#### [Extracted records]

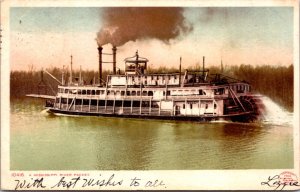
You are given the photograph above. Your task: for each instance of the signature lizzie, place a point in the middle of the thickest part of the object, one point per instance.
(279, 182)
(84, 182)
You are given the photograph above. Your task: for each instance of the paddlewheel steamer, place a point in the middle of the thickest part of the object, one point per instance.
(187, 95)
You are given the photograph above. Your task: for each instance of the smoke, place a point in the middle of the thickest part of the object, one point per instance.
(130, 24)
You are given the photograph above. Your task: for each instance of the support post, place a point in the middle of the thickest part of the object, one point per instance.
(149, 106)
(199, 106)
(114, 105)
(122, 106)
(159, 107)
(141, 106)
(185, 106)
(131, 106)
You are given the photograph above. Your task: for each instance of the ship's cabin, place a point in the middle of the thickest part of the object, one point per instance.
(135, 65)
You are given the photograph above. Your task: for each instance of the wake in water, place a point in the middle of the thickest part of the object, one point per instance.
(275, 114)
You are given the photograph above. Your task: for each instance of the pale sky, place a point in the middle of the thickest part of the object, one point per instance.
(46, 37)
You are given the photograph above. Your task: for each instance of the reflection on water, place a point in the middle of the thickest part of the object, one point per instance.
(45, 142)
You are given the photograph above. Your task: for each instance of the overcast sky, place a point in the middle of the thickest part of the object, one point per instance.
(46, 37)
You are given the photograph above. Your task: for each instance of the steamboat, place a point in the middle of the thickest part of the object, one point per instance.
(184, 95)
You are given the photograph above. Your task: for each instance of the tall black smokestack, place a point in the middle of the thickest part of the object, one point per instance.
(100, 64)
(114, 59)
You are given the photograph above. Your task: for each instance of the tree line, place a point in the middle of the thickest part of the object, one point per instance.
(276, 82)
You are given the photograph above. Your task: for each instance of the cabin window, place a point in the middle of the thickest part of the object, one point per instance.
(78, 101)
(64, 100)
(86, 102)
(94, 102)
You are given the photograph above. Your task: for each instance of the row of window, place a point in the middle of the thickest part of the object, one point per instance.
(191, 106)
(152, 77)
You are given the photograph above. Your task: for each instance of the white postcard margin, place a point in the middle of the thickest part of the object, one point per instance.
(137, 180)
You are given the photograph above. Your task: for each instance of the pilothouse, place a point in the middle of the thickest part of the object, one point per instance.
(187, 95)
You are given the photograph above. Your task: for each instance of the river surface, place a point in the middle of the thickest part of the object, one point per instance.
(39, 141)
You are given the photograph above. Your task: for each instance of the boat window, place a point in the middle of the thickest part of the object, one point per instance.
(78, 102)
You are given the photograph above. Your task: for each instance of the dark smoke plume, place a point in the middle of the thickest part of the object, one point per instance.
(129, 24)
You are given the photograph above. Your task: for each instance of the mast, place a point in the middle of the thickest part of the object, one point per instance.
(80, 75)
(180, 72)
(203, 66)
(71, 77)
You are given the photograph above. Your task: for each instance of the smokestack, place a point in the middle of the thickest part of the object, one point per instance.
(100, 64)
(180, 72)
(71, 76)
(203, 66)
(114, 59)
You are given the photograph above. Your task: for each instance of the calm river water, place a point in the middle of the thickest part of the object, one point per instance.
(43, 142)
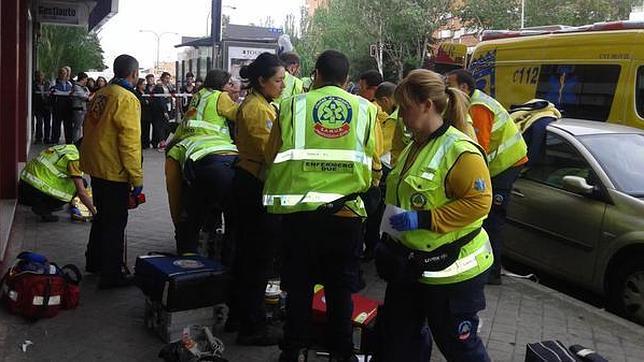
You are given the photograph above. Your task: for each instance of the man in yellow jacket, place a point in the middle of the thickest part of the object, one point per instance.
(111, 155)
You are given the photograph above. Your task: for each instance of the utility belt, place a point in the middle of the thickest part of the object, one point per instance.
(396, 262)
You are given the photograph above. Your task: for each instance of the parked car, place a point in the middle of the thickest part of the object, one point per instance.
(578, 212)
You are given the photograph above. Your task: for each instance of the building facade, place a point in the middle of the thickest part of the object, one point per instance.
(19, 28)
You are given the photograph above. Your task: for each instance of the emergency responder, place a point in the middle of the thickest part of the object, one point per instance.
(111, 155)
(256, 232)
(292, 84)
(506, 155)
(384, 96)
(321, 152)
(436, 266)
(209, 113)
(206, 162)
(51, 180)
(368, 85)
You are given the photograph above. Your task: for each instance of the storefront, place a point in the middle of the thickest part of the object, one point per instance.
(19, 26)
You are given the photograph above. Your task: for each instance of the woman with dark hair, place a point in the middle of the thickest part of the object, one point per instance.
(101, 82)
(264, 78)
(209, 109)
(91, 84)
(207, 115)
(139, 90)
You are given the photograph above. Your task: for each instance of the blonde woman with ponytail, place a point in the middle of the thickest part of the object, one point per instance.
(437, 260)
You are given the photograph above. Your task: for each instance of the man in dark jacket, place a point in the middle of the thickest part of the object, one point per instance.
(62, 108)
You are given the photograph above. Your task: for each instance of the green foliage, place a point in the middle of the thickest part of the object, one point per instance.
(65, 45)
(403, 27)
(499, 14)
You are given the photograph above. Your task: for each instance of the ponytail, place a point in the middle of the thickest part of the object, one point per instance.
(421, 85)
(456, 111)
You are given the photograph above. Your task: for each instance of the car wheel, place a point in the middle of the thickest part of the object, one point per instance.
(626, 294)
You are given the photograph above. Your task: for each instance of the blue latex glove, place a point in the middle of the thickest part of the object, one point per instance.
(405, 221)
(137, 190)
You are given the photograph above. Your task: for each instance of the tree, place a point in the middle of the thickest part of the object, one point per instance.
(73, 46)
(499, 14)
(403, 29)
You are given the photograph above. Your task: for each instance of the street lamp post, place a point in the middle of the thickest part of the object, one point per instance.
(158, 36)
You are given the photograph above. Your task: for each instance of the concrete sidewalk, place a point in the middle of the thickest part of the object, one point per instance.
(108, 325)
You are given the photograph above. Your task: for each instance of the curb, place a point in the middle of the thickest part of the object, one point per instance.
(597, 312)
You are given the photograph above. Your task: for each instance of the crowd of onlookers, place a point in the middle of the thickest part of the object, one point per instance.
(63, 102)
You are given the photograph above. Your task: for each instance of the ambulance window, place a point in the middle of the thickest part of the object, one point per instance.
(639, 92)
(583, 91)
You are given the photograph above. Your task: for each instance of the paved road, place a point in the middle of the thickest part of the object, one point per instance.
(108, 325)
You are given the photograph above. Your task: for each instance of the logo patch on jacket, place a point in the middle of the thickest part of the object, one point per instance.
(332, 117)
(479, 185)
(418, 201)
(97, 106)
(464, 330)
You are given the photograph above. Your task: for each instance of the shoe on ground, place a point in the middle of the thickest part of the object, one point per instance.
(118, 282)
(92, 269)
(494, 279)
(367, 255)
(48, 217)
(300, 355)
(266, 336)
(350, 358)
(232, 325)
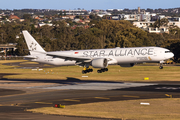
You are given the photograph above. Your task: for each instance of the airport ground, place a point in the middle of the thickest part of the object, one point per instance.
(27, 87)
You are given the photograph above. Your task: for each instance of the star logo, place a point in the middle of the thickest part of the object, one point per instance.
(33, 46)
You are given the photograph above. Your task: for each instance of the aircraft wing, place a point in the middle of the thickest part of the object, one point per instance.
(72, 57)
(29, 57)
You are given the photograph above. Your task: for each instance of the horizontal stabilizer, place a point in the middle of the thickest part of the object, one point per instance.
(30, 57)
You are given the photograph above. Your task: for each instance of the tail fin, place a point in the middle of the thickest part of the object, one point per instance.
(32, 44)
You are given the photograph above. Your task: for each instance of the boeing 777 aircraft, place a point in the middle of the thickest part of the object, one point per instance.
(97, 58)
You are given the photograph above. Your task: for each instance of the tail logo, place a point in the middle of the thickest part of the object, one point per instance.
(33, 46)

#### [Task details]
Transcribe the records above verbatim. Do not carry over any picture.

#### [Answer space]
You are given the photograph above. Your task: for each instance of the signature lizzie, place a point in the middle of the thickest part of the object, one point per instance.
(279, 182)
(84, 182)
You are given the photograph above. Your task: for each instance of the paddlewheel steamer, place a point in the middle of the thickest part of the object, one point per instance.
(187, 95)
You are given the photograph above. Your task: for each instance of the smoke, place a point in the middle of the thickest part of the object, one point per instance.
(130, 24)
You are given the photograph above. Your task: for each instance of the support post, place a point in the middle of the thickest part of the object, one point per instance.
(149, 106)
(199, 106)
(114, 105)
(122, 106)
(159, 107)
(141, 106)
(185, 106)
(131, 106)
You are given the photograph above. Your task: for each instance of the ship's cabin, place a point in the middle of the thickest part of the object, one point per instance.
(135, 65)
You are given the photograph above. Your task: for each instance of the wake in water, place a point in the middle of the thickest part of the object, one point per instance.
(275, 114)
You are given the photograph above. Your task: for each instance of the pale sky, place a point in the middle of the thickest part of the object, one point per instance.
(46, 37)
You are given the photograph above. Your task: for each instance of the reflection on water, place a point in the middle of the thickest part of the object, one point per instance.
(45, 142)
You are given the photograph above. Your task: for each instance of the overcast sky, place a point in the middle of the thickest part of the object, one point per instance.
(46, 37)
You are given the photograph above. Your task: for each instance of the steamboat, place a point in the middle of the thickest part of the object, one point per instance.
(184, 95)
You are given the photograph above. Your task: for each instance of the tall black smokestack, place a point in the middle of the thickest part of the object, one point per instance.
(100, 64)
(114, 59)
You are given the photograph above. Your task: for each instance of the tree line, place a point in the middle of the thickest part of the object, one point per instance.
(276, 82)
You are given the photograph above. Your task: for each instance of the cabin window, place a point in the middle of the thickest part of the object, one point per instance.
(78, 101)
(64, 100)
(86, 102)
(94, 102)
You are given the photograph above. Your task: for each instance of the row of window, place a point in the middle of the thickest part of the object, one point per instance.
(191, 106)
(152, 77)
You are given the photograph above. Your task: for each instance of the white postcard margin, place a point in the middle of the thickest part of the object, one point per instance.
(137, 180)
You are given the photograph above. Your task: for each instance of the pilothouse, place a point in the middle of the thickest part of the object, one point per instance.
(187, 95)
You are given the photograph above. Your task: for each instance of the river surface, place a point in the middle of the thickest part of the object, one point per instance.
(39, 141)
You are given the photograph above. Your task: for each instance of the boat window, place a point in the middle of the thickest part of the object, one point per instance.
(78, 102)
You are given the photograph above. Your task: for each instance of the dark smoke plume, place a point in the middle of the thickest part of the object, one point per instance.
(129, 24)
You are given the photograph above. Your task: for each instance of the mast, place a point in the middle of the thickest part of the object, one point per instance.
(80, 75)
(180, 72)
(203, 66)
(71, 77)
You are given the photograph above. Your task: for each instance of the smokestack, place a point in the middle of the thickest part of the object, one point per instance.
(100, 64)
(180, 72)
(71, 76)
(203, 66)
(114, 59)
You are given the photograph above. Your task: for each instance of the calm river water, place a point in the middle of the thickest part of the object, one point per instance.
(43, 142)
You are given the photograph above. Your task: for each instance of the man in yellow jacket, place a point in the middle of the thickest part of the object, one point per instance.
(111, 155)
You are given the photograph above. Your task: for each instance of the utility belt, place a point in the middle of the thickest part of the object, one point per instance.
(396, 262)
You are given the photograph above. Your task: for each instance of the parked car, place a point in the middle of the thickest part of the object, one point per instance.
(578, 212)
You are given the photograph above. Your task: for each instance of the building facade, place a point in the middle of the thickest part of the object, one point per instance.
(19, 28)
You are given the photograph above. Your task: for each instance of the emergency responder, place a point in the middle of the thickest part of the object, one point per instance.
(111, 155)
(256, 232)
(292, 84)
(506, 155)
(384, 96)
(321, 152)
(436, 266)
(209, 113)
(206, 162)
(51, 180)
(368, 85)
You are given the photograph above. Your task: for each instance of the storefront, place a point in the middle of the thickest part of the object, one point per instance.
(19, 26)
You are given the photograph above. Your task: for each instance of the woman with dark hair, place a point in the middle of the thickest part of the object, one point per instance.
(101, 82)
(264, 78)
(209, 109)
(91, 84)
(207, 115)
(139, 90)
You are given the photograph above. Your task: for each instance of the blonde woman with ponytail, place a point in the middle of the thickest part of the object, one point per instance.
(437, 260)
You are given the photograph above. Your task: for each instance of the man in dark jacket, place a point in the middle of the thickest part of the object, one point per instance.
(62, 108)
You are given the photograph above. Your task: for each instance of the green foliage, place a point in the middle of the thickest part of the object, one point per instance.
(65, 45)
(403, 27)
(499, 14)
You are given the photograph above. Your task: for each instance of the ponytail, place a point in the middle of the thickest part of the object, one point per instance.
(421, 85)
(456, 111)
You are given the photograph above. Your task: for each instance of the car wheel, place a point in the middle of the thickest part of the object, one point per instance.
(626, 294)
You are given the photograph above. Your task: for each instance of the blue latex glove, place a point in the middle of the thickest part of the object, one point per instance.
(405, 221)
(137, 190)
You are given the photograph above. Your task: for each instance of the tree, place a point in the middle of the thickest part of the object, one point per instance.
(73, 46)
(499, 14)
(403, 29)
You are given the photograph above. Your task: for each instance of the street lamp post, place a point in the middle of the thickest part of the object, one point per instance.
(158, 36)
You are given the photograph above. Your task: for each instance of the concrete sidewalk, place a point in the middle of the thickest part of the object, one point per instance.
(108, 325)
You are given the photograph above. Your task: for each instance of the curb, place a point in the middle of the thickest part of the object, one point per instance.
(597, 312)
You are given the photograph above. Your task: for each instance of the crowd of onlookers, place a point in the middle of the thickest part of the object, one point per instance.
(63, 102)
You are given the photograph above. Your task: for each instance of the ambulance window, place a point in the middle of the thickest part of the object, one point per instance.
(639, 92)
(583, 91)
You are given the photograph above. Your task: for each instance of the paved road, place a point in the middle of the thickest part of the object, one point per instance.
(108, 325)
You are given the photograph above. Your task: for each instance of the logo patch on jacket, place a point in the middle of the thickest part of the object, one point per instance.
(332, 117)
(479, 185)
(418, 201)
(97, 106)
(464, 330)
You are given the photograph above. Your task: for each instance of the shoe on ground, place a point in the middle of the thickest part of the object, one point per instance.
(118, 282)
(92, 269)
(494, 279)
(367, 255)
(48, 217)
(300, 355)
(266, 336)
(350, 358)
(232, 325)
You are given the photograph above. Your task: for each instance of the airport ground, place a point in the middle of the thickest part of the object, one point per instance.
(27, 87)
You are given the photograph above. Your task: for each instance of the star logo, place a point in the middle of the thickest part of the object, one point per instance.
(33, 46)
You are given the photograph above. Your task: for each instance of the aircraft wing, place a point in the middle of the thickest part of the object, one point per instance.
(72, 57)
(29, 57)
You are given the photograph above. Your task: for each instance of the horizontal stabilizer, place a point in the middle of the thickest part of the object, one point per instance.
(30, 57)
You are given the photograph above. Your task: for each instance of the tail fin, place a point in the middle of the thickest part of the object, one point per instance.
(32, 44)
You are given the photograph above. Your task: for each instance of the boeing 777 aircraft, place a point in the middle of the thickest part of the object, one point per instance.
(97, 58)
You are given the photograph above. Your task: for each instance of the tail logo, place a point in the middle of the thickest part of the object, one point per instance.
(33, 46)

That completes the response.